--- Exercise requirements ---
Pull out every line in the records below that contains the string "Target", copying each one unchanged.

* start Information provided *

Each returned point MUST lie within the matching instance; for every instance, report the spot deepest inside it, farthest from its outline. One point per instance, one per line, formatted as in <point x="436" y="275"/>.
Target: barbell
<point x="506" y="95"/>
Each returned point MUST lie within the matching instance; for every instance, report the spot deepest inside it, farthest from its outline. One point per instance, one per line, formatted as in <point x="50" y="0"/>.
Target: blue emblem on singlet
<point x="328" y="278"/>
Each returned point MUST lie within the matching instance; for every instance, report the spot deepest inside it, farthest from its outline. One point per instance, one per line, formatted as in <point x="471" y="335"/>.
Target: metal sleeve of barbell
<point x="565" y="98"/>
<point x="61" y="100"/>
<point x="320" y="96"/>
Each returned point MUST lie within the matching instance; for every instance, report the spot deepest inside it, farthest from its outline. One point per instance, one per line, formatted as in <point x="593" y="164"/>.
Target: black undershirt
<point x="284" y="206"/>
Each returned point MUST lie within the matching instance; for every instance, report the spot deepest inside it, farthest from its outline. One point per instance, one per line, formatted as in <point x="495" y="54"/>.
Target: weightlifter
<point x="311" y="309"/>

* end Information provided *
* start Information provided *

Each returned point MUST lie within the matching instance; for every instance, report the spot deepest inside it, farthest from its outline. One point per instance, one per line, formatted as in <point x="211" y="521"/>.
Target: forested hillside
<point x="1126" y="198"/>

* end Information provided *

--- Right answer ---
Target: barbell
Target: blue emblem on singlet
Target: metal sleeve of barbell
Target: black undershirt
Target: weightlifter
Target: forested hillside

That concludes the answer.